DIRECTIONS.
Convert the entire listing below into a JSON array of strings, one string per line, omitting any blank lines.

--- BEGIN DATA ---

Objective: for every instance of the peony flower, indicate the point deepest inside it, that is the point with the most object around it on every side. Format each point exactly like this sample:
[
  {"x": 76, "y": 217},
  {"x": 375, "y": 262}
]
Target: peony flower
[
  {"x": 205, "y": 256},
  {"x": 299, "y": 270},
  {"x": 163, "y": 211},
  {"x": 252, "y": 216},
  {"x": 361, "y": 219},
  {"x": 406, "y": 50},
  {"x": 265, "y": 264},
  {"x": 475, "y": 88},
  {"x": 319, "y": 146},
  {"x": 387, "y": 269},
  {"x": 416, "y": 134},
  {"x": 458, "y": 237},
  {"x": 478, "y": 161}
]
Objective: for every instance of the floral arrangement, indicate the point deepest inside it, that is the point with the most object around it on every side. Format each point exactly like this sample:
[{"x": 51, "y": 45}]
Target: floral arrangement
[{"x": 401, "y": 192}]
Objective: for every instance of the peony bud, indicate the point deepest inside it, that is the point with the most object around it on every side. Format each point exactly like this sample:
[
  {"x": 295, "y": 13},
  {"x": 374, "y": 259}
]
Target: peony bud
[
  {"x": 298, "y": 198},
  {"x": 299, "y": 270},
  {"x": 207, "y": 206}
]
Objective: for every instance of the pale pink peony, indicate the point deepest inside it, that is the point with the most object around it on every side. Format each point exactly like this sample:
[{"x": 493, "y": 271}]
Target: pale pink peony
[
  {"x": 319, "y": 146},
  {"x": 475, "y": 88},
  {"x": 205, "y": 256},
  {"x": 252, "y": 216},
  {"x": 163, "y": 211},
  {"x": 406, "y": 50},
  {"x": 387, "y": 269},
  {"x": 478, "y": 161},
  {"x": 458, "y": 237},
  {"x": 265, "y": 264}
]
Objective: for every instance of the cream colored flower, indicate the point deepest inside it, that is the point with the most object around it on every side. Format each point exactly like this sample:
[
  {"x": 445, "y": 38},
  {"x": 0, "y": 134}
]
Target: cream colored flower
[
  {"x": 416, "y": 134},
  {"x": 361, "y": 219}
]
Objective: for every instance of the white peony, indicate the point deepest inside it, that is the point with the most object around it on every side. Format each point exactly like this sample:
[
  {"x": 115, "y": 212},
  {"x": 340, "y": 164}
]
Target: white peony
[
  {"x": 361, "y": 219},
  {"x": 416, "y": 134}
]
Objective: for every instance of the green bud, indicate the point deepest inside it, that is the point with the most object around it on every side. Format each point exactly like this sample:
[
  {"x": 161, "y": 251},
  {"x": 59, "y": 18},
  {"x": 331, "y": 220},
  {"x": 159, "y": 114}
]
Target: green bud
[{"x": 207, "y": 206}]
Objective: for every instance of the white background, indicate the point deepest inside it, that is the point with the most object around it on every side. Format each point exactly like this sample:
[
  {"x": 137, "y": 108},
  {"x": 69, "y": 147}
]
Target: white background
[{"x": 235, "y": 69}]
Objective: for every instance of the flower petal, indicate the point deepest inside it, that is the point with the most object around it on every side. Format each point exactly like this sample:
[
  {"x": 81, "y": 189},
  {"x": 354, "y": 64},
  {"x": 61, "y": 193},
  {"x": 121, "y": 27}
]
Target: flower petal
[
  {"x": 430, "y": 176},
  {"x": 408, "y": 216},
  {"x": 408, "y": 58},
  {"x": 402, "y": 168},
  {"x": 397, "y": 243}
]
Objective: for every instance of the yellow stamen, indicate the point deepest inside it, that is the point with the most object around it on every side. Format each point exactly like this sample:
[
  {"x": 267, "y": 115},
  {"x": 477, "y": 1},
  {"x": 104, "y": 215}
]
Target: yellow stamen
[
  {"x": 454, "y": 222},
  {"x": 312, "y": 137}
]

--- END DATA ---

REPLY.
[
  "Objective: for every instance of the peony flower, indicate the point deepest inside it, that is the point with the most object around it on every side. Format each point exactly like this sample:",
  "[",
  "  {\"x\": 76, \"y\": 217},",
  "  {\"x\": 375, \"y\": 262}",
  "]",
  "Target: peony flower",
  "[",
  "  {\"x\": 205, \"y\": 256},",
  "  {\"x\": 299, \"y\": 270},",
  "  {\"x\": 163, \"y\": 211},",
  "  {\"x\": 252, \"y\": 216},",
  "  {\"x\": 361, \"y\": 219},",
  "  {\"x\": 406, \"y\": 50},",
  "  {\"x\": 265, \"y\": 264},",
  "  {\"x\": 475, \"y\": 88},",
  "  {\"x\": 319, \"y\": 146},",
  "  {\"x\": 387, \"y\": 269},",
  "  {\"x\": 416, \"y\": 134},",
  "  {\"x\": 458, \"y\": 237},",
  "  {\"x\": 478, \"y\": 161}",
  "]",
  "Objective: for every instance of the floral arrangement, indicate the point deepest inside it, that is the point with the most object around it on every side. Format each point exactly like this sample:",
  "[{\"x\": 51, \"y\": 45}]",
  "Target: floral arrangement",
  "[{\"x\": 401, \"y\": 192}]",
  "Objective: for every instance of the peony bud, indicate the point deepest inside it, that is the point with the most object around it on every side. Format each point exactly like this sample:",
  "[",
  "  {\"x\": 295, \"y\": 13},",
  "  {\"x\": 374, \"y\": 259}",
  "]",
  "Target: peony bud",
  "[",
  "  {\"x\": 298, \"y\": 198},",
  "  {\"x\": 299, \"y\": 270},",
  "  {\"x\": 207, \"y\": 206}",
  "]",
  "Objective: for every instance of the pale pink peony, indicate the point deepest inside it, that is the point with the most object around it on every side. Format each point exactly like this sample:",
  "[{\"x\": 493, \"y\": 271}]",
  "Target: pale pink peony",
  "[",
  "  {\"x\": 319, \"y\": 146},",
  "  {\"x\": 475, \"y\": 88},",
  "  {\"x\": 205, \"y\": 256},",
  "  {\"x\": 252, \"y\": 216},",
  "  {\"x\": 163, \"y\": 211},",
  "  {\"x\": 406, \"y\": 50},",
  "  {\"x\": 387, \"y\": 269},",
  "  {\"x\": 478, \"y\": 161},",
  "  {\"x\": 458, \"y\": 237},",
  "  {\"x\": 265, \"y\": 264}",
  "]",
  "Objective: for every instance of the cream colored flower, indicate the point deepest inside it, that is the point with the most object around it on every side. Format each point exactly like this sample:",
  "[",
  "  {\"x\": 445, \"y\": 38},",
  "  {\"x\": 0, \"y\": 134}",
  "]",
  "Target: cream colored flower",
  "[",
  "  {\"x\": 416, \"y\": 134},",
  "  {\"x\": 361, \"y\": 219}",
  "]",
  "Objective: for every instance of the white peony, indicate the point deepest inside it, that is the point with the most object around it on every side. Format each point exactly like this sample:",
  "[",
  "  {\"x\": 115, \"y\": 212},",
  "  {\"x\": 340, \"y\": 164}",
  "]",
  "Target: white peony",
  "[",
  "  {\"x\": 361, \"y\": 219},",
  "  {\"x\": 416, \"y\": 134}",
  "]",
  "Objective: for every instance of the green bud, indicate the point deepest inside it, that is the point with the most object around it on every side. Format each point exactly like this sample:",
  "[",
  "  {\"x\": 161, \"y\": 251},",
  "  {\"x\": 59, \"y\": 18},",
  "  {\"x\": 331, \"y\": 220},",
  "  {\"x\": 159, \"y\": 114}",
  "]",
  "Target: green bud",
  "[{\"x\": 207, \"y\": 206}]",
  "Objective: for every instance of the white background, indicate the point deepest inside it, that is the point with the most object around it on every side. Format each point exactly like this sample:",
  "[",
  "  {\"x\": 137, \"y\": 108},",
  "  {\"x\": 69, \"y\": 147}",
  "]",
  "Target: white background",
  "[{\"x\": 235, \"y\": 69}]",
  "Objective: for every instance of the flower petal, indicate the point deepest inside it, that is the point with the most object around it on every side. Format each point exactly like this sample:",
  "[",
  "  {\"x\": 81, \"y\": 189},",
  "  {\"x\": 354, \"y\": 64},",
  "  {\"x\": 61, \"y\": 193},",
  "  {\"x\": 121, \"y\": 27}",
  "]",
  "Target: flower petal",
  "[",
  "  {\"x\": 430, \"y\": 176},",
  "  {\"x\": 408, \"y\": 216},",
  "  {\"x\": 408, \"y\": 58},",
  "  {\"x\": 402, \"y\": 168},",
  "  {\"x\": 397, \"y\": 243}",
  "]",
  "Objective: for every instance of the yellow stamen, indicate the point deepest inside it, that is the point with the most object around it on every side. Format each point exactly like this sample:",
  "[",
  "  {\"x\": 267, \"y\": 115},",
  "  {\"x\": 477, \"y\": 1},",
  "  {\"x\": 104, \"y\": 215}",
  "]",
  "Target: yellow stamen",
  "[",
  "  {\"x\": 454, \"y\": 222},",
  "  {\"x\": 312, \"y\": 137}",
  "]"
]